▶ WHAT IS BEING ASKED
Could you copy each line of the listing that holds "array"?

-- MATERIAL PROVIDED follows --

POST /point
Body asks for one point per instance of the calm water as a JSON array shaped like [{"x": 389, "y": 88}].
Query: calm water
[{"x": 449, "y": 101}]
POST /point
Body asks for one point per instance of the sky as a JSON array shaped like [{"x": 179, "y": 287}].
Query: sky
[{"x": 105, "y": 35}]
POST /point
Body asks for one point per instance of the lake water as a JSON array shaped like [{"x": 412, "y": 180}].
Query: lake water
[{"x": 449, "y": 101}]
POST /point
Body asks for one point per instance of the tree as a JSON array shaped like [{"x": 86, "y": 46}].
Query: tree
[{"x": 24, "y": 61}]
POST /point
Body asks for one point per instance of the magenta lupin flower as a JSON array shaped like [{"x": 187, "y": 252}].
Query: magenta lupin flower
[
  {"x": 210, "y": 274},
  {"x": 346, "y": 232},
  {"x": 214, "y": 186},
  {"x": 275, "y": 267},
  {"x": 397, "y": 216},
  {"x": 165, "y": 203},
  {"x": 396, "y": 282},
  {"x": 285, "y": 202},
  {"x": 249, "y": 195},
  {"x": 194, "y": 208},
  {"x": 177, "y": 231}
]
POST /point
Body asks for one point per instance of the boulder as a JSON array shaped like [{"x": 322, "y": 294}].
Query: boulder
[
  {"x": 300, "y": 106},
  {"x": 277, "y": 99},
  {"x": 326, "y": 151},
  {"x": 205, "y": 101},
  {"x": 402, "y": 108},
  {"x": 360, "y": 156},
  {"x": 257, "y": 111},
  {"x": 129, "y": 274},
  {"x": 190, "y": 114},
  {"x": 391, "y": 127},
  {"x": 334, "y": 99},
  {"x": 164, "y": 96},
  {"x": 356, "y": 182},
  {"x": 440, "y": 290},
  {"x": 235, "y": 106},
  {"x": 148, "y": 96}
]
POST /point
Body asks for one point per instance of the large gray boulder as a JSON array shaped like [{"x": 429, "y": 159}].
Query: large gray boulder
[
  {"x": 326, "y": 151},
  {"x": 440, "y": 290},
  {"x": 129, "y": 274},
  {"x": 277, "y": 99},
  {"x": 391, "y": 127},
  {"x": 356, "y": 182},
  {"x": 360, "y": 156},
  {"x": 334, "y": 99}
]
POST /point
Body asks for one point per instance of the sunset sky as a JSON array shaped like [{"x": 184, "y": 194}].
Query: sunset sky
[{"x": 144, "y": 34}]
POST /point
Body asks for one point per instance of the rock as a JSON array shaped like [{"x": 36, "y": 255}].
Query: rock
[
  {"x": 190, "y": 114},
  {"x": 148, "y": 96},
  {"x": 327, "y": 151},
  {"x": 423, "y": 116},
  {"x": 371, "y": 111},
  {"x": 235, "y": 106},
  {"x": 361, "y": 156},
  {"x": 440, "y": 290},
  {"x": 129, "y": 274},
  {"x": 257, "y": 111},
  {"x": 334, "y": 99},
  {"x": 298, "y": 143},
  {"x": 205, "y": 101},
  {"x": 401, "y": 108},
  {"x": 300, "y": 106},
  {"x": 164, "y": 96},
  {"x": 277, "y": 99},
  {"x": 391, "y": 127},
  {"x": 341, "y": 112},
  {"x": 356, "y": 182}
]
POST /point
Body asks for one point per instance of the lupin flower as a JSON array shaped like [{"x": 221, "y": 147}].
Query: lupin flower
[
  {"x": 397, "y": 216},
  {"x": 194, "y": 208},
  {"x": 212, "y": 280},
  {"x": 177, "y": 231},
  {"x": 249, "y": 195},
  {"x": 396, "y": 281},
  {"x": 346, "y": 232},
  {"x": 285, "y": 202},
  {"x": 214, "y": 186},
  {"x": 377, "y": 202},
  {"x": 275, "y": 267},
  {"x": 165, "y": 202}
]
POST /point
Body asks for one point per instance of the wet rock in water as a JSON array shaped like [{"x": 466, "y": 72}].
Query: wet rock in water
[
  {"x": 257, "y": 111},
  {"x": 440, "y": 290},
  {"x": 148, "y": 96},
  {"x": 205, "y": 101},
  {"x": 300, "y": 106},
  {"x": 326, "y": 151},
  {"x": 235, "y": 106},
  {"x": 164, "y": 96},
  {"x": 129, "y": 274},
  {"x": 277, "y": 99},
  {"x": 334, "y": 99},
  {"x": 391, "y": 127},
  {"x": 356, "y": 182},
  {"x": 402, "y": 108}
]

-- MATERIAL PROVIDED concluded --

▶ SOLUTION TO THIS EXERCISE
Body asks for one point per instance of the calm water as a JSON array shaped like [{"x": 389, "y": 88}].
Body asks for one point per instance of the sky as a JSON array shaped like [{"x": 179, "y": 287}].
Body asks for one point per instance of the lake water as a JSON array shaped like [{"x": 412, "y": 180}].
Body asks for one point per instance of the tree as a JSON array shaped like [{"x": 86, "y": 46}].
Body asks for one point per instance of the magenta lupin flower as a JSON array shaped like [{"x": 187, "y": 252}].
Body asks for one point per instance of the boulder as a JSON array shaped like [{"x": 322, "y": 294}].
Body asks for one point per instance of the large gray boulder as a JSON array shaped like [{"x": 429, "y": 159}].
Body asks for one point per instance of the sunset sky as a JSON array shaped like [{"x": 184, "y": 194}].
Body asks for one point per instance of the rock as a JSON array shaped like [{"x": 36, "y": 255}].
Body asks for one point per instance of the lupin flower as a JSON array shaped like [{"x": 221, "y": 147}].
Body asks for one point per instance of the wet rock in water as a JSON array shaped like [{"x": 466, "y": 72}].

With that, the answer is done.